PROBLEM TO SOLVE:
What lines in the records below contain the string "asphalt"? Copy every one.
··· THE INPUT ···
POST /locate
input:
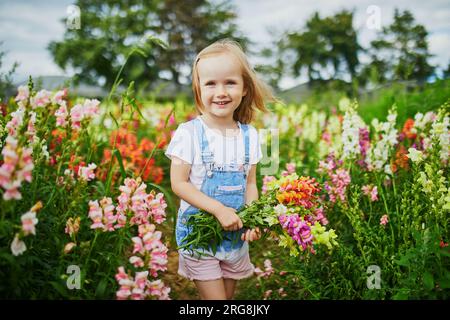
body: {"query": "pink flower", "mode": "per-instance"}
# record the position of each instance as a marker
(59, 96)
(87, 173)
(41, 99)
(136, 261)
(266, 180)
(76, 115)
(267, 294)
(138, 245)
(61, 115)
(72, 226)
(17, 166)
(268, 270)
(23, 93)
(384, 220)
(90, 108)
(18, 246)
(29, 221)
(290, 167)
(96, 215)
(68, 247)
(372, 191)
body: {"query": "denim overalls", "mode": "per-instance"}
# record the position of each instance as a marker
(228, 187)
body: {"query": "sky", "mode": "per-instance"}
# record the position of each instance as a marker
(27, 27)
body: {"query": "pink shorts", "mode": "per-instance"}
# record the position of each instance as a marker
(229, 265)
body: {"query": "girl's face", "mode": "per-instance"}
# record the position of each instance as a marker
(221, 85)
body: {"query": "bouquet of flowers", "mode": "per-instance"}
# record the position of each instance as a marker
(289, 210)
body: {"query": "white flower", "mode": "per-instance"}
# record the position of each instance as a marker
(18, 246)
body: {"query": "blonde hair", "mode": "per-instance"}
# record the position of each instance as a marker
(257, 91)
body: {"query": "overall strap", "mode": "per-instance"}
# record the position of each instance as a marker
(207, 155)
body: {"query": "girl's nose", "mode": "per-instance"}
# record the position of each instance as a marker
(221, 90)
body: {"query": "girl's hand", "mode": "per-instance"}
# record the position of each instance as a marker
(251, 235)
(228, 218)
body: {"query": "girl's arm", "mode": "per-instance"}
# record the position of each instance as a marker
(179, 178)
(252, 190)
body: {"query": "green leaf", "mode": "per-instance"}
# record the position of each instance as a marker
(101, 288)
(403, 261)
(59, 288)
(119, 158)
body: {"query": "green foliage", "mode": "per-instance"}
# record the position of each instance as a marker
(110, 30)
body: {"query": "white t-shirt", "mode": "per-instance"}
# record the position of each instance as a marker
(229, 151)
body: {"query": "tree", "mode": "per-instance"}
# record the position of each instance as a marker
(324, 44)
(6, 82)
(110, 29)
(401, 50)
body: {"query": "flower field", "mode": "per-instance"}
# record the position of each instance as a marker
(361, 209)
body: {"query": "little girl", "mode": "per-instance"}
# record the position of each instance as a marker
(213, 168)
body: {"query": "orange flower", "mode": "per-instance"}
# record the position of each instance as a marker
(301, 192)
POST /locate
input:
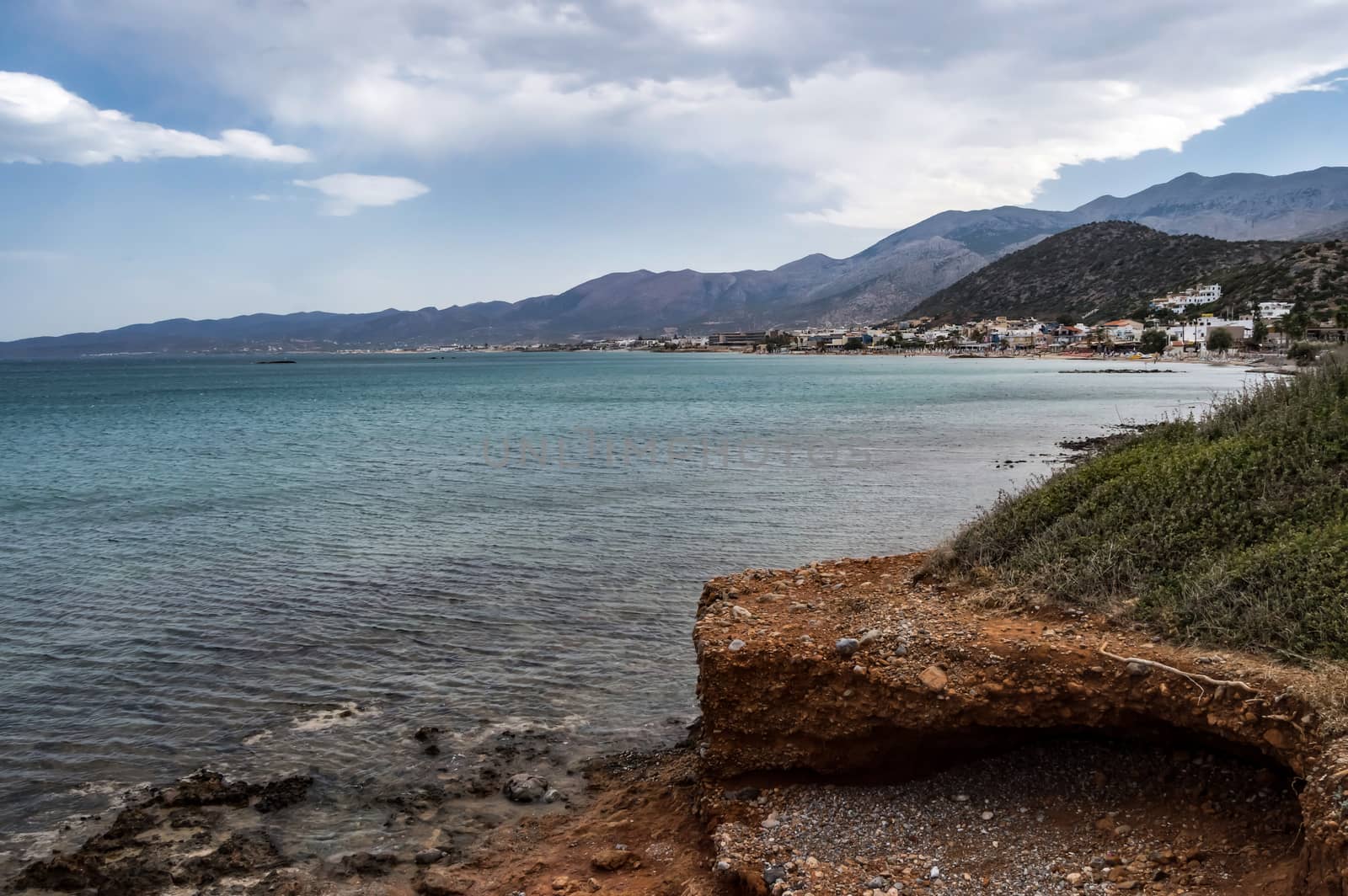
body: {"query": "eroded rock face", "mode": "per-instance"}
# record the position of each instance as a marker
(933, 675)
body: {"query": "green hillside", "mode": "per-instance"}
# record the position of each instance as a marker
(1095, 273)
(1231, 530)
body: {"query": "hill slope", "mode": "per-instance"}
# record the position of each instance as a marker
(1224, 531)
(886, 280)
(1314, 274)
(1095, 271)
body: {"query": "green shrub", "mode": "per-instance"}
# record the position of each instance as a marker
(1231, 530)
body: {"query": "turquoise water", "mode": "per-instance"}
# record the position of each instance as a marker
(206, 561)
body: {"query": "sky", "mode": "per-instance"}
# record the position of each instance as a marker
(209, 158)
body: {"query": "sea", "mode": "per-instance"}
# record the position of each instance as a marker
(276, 568)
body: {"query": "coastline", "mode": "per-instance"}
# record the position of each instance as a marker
(977, 691)
(476, 801)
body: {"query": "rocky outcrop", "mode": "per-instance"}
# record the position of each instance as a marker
(853, 667)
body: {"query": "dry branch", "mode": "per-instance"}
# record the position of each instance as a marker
(1199, 680)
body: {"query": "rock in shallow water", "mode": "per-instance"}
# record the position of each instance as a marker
(526, 788)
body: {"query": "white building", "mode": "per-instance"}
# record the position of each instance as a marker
(1197, 332)
(1190, 296)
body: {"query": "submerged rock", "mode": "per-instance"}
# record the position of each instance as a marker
(526, 788)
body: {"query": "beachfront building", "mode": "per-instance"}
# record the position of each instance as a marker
(1274, 310)
(1197, 332)
(1123, 332)
(738, 340)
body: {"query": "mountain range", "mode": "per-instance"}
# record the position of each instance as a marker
(883, 280)
(1096, 271)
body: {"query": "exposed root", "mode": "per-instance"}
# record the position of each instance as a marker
(1199, 680)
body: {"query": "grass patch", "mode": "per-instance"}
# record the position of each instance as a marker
(1230, 530)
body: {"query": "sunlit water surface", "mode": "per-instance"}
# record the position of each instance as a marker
(206, 561)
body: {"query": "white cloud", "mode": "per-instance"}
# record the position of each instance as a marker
(42, 121)
(876, 114)
(347, 193)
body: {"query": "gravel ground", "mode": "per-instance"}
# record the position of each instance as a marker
(1051, 819)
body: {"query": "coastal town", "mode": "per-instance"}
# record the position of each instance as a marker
(1193, 323)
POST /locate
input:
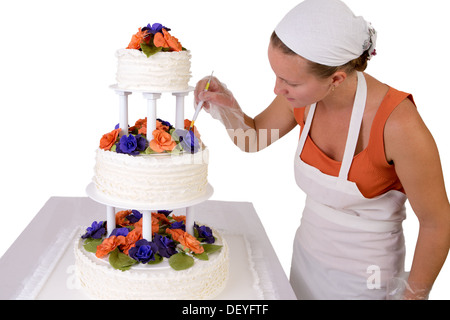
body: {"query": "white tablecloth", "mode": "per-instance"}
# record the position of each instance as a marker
(31, 258)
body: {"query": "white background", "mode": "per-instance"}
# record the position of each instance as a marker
(57, 62)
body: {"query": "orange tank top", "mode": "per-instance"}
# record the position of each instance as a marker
(369, 170)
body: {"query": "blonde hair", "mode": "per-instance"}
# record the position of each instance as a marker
(320, 70)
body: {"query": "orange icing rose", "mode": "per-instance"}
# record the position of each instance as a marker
(162, 141)
(109, 139)
(185, 239)
(131, 238)
(160, 217)
(137, 39)
(108, 245)
(166, 40)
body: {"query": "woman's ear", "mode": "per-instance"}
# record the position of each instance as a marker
(338, 77)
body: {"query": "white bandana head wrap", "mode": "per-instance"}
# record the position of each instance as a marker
(326, 32)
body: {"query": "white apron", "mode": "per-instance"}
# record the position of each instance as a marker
(347, 246)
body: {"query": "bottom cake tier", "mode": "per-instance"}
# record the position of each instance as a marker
(204, 280)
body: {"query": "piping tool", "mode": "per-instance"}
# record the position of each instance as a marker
(200, 104)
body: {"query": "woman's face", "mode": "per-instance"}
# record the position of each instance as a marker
(294, 80)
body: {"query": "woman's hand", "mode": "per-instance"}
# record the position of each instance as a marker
(218, 95)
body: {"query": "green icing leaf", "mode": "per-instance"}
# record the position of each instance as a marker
(181, 261)
(90, 244)
(201, 256)
(149, 50)
(157, 260)
(211, 248)
(121, 261)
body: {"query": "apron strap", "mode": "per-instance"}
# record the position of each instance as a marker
(353, 131)
(355, 126)
(306, 128)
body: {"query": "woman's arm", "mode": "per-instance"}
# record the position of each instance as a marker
(249, 134)
(412, 149)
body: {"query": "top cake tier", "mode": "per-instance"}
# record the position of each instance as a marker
(154, 61)
(161, 72)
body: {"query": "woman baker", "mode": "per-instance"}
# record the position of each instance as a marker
(363, 151)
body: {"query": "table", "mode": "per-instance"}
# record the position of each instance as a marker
(28, 265)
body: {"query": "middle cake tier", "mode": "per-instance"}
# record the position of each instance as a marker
(158, 178)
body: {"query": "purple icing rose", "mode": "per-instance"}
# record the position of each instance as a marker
(166, 246)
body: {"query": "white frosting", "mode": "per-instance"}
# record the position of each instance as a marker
(151, 178)
(204, 280)
(163, 71)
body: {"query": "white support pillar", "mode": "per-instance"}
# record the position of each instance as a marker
(147, 225)
(190, 220)
(123, 111)
(179, 112)
(110, 219)
(151, 113)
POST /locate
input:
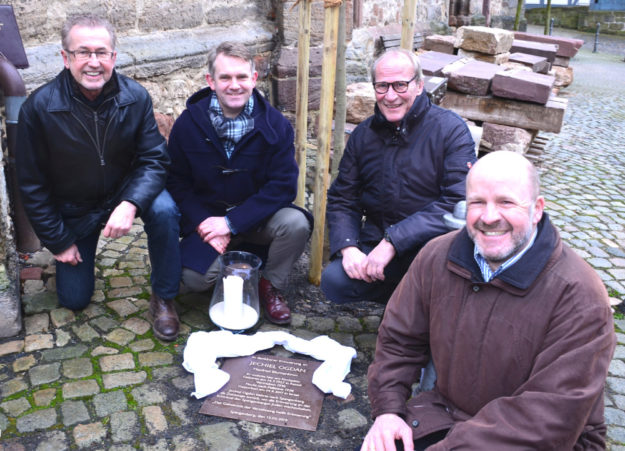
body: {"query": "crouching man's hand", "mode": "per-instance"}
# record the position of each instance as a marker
(385, 430)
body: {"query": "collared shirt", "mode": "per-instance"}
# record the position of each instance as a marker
(231, 130)
(487, 273)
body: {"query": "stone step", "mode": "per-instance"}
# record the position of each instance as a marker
(567, 47)
(499, 58)
(475, 77)
(532, 116)
(521, 84)
(484, 39)
(440, 43)
(535, 48)
(536, 63)
(433, 63)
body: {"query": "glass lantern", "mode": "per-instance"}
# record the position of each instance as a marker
(234, 305)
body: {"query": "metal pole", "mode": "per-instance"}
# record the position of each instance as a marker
(15, 94)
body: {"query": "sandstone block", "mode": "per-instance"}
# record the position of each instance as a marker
(500, 58)
(535, 48)
(484, 39)
(433, 63)
(530, 116)
(474, 77)
(564, 76)
(503, 137)
(440, 43)
(360, 101)
(436, 87)
(536, 63)
(567, 47)
(523, 85)
(561, 61)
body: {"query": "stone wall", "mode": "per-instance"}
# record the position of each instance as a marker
(580, 18)
(10, 317)
(161, 44)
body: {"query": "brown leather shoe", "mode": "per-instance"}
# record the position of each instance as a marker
(165, 322)
(276, 309)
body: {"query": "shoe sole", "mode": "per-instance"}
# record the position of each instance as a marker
(164, 337)
(158, 334)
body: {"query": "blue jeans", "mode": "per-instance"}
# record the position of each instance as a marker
(338, 287)
(75, 284)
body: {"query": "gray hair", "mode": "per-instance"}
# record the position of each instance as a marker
(416, 64)
(86, 20)
(232, 49)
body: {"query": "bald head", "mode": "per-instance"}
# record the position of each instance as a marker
(503, 205)
(508, 165)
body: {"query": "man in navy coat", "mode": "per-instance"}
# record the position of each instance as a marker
(402, 170)
(234, 178)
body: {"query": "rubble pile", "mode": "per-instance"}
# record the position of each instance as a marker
(506, 82)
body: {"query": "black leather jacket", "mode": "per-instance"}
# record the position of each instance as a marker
(76, 161)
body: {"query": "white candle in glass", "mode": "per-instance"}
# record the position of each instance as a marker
(233, 298)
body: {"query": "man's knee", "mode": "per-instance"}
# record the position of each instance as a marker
(196, 282)
(335, 283)
(162, 210)
(293, 223)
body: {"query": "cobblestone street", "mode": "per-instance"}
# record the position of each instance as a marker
(99, 379)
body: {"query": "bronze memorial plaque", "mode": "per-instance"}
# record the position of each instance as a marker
(268, 389)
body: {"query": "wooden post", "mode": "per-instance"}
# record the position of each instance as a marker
(407, 23)
(301, 102)
(517, 17)
(328, 75)
(547, 17)
(340, 107)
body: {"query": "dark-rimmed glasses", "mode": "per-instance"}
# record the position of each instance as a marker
(381, 87)
(83, 55)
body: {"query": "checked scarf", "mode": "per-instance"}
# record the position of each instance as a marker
(231, 130)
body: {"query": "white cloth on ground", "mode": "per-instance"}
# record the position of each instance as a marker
(204, 348)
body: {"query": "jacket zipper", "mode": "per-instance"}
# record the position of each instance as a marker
(97, 139)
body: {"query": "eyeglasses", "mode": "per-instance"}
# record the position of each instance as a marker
(398, 86)
(83, 55)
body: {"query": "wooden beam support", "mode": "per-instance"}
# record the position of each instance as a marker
(328, 78)
(301, 102)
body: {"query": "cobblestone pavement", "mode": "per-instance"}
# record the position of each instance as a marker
(99, 379)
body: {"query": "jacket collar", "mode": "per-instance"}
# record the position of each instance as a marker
(62, 95)
(524, 272)
(418, 109)
(198, 105)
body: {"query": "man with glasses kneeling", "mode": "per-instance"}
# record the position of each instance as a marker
(403, 169)
(92, 159)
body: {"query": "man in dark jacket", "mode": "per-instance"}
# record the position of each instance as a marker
(234, 177)
(518, 327)
(91, 159)
(402, 170)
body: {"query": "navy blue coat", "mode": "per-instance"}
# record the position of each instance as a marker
(259, 178)
(401, 180)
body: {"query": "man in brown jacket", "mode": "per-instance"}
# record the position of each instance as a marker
(517, 325)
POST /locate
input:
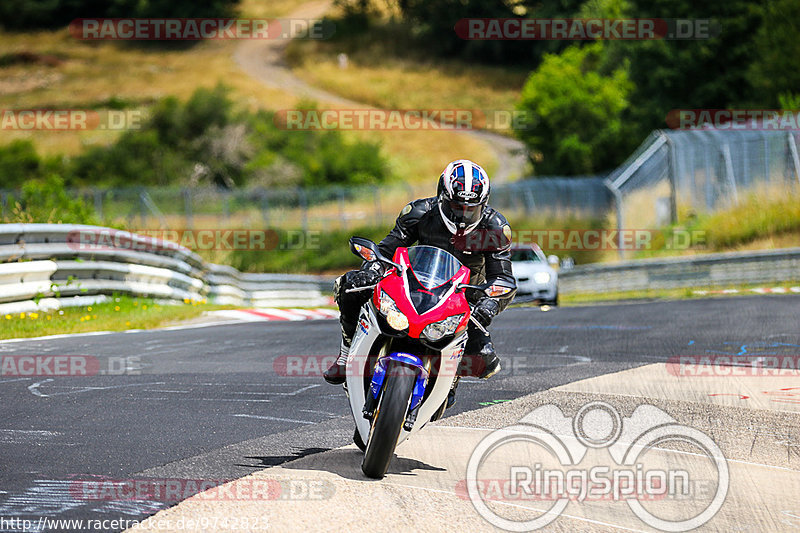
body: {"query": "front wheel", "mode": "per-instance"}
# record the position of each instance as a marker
(388, 419)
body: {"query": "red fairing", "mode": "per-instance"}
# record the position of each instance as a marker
(397, 288)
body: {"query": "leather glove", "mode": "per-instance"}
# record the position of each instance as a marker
(485, 310)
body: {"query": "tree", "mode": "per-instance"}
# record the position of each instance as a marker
(575, 112)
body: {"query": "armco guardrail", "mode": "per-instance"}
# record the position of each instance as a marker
(54, 265)
(681, 272)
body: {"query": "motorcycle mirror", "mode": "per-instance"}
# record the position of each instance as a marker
(492, 290)
(368, 251)
(364, 248)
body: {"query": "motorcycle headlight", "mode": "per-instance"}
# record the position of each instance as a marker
(395, 318)
(437, 330)
(541, 277)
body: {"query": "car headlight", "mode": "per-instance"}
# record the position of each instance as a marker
(541, 277)
(437, 330)
(394, 316)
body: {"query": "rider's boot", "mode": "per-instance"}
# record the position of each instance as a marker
(491, 363)
(451, 396)
(335, 375)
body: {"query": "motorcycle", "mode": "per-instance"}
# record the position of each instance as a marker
(407, 348)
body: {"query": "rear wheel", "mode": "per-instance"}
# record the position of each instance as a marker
(388, 419)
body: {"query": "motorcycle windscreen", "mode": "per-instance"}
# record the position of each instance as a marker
(431, 270)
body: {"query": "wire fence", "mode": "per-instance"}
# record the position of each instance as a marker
(702, 171)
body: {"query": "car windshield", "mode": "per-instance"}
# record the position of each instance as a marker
(524, 255)
(432, 266)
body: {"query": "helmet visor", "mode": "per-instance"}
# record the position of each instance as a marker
(461, 212)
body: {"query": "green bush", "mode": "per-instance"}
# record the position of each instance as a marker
(47, 201)
(207, 141)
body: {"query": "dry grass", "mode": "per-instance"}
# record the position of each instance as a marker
(90, 73)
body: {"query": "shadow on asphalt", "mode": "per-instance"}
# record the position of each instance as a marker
(346, 463)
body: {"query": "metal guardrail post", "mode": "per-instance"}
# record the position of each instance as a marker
(795, 158)
(376, 193)
(726, 154)
(672, 159)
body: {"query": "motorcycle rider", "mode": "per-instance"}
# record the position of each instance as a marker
(458, 215)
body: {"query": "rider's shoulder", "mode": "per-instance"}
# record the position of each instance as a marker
(415, 209)
(494, 219)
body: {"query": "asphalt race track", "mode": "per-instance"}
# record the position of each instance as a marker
(216, 403)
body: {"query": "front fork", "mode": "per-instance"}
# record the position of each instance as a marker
(408, 361)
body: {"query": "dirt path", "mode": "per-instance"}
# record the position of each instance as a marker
(264, 61)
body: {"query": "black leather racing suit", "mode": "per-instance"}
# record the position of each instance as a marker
(420, 222)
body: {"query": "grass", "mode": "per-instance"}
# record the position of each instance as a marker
(78, 74)
(119, 314)
(385, 71)
(688, 293)
(763, 219)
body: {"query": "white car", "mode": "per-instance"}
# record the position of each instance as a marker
(536, 279)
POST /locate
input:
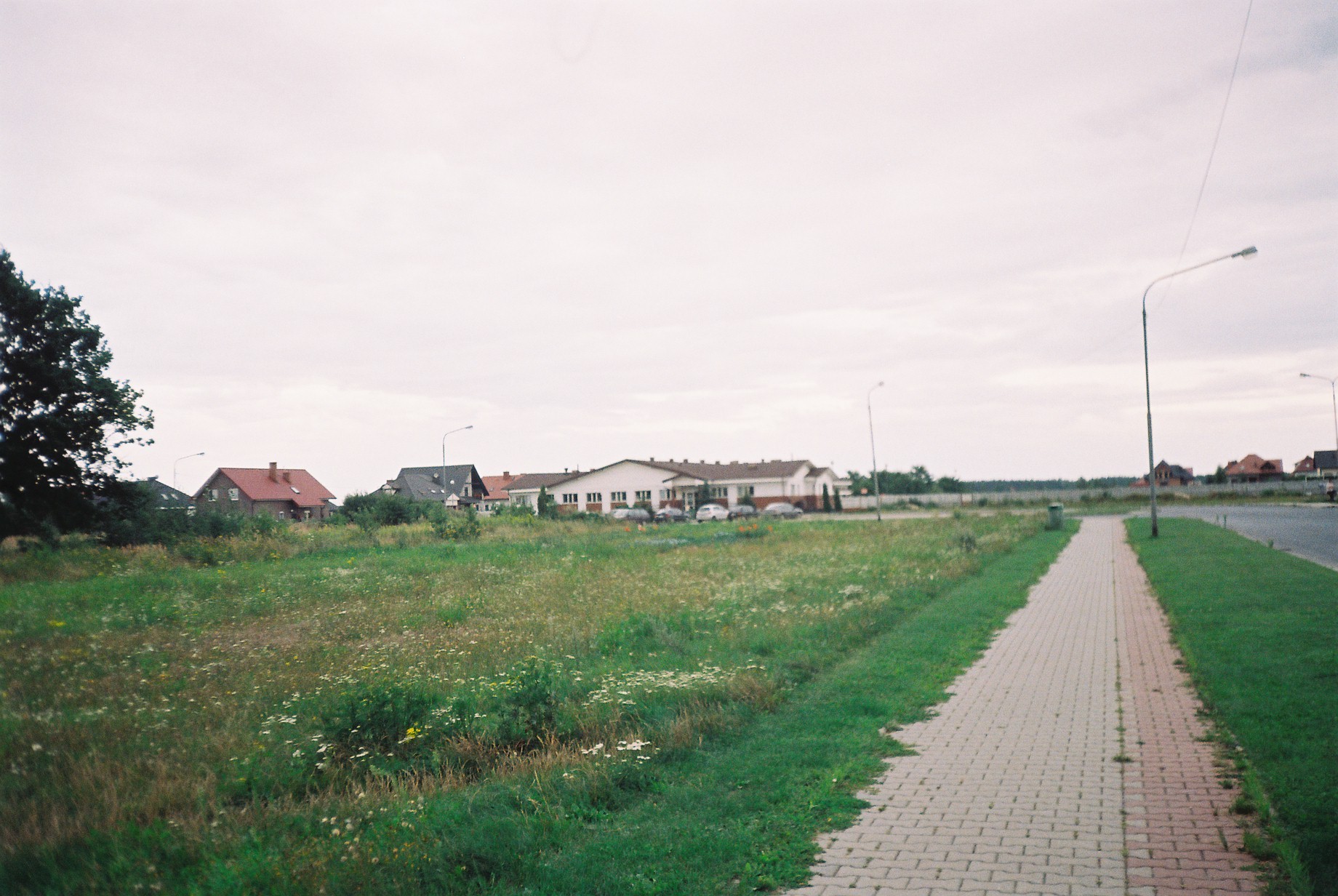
···
RESPONSE:
body: {"query": "shadow on asphalt", "mode": "per-instance"}
body: {"query": "asphalt race track", "mode": "per-instance"}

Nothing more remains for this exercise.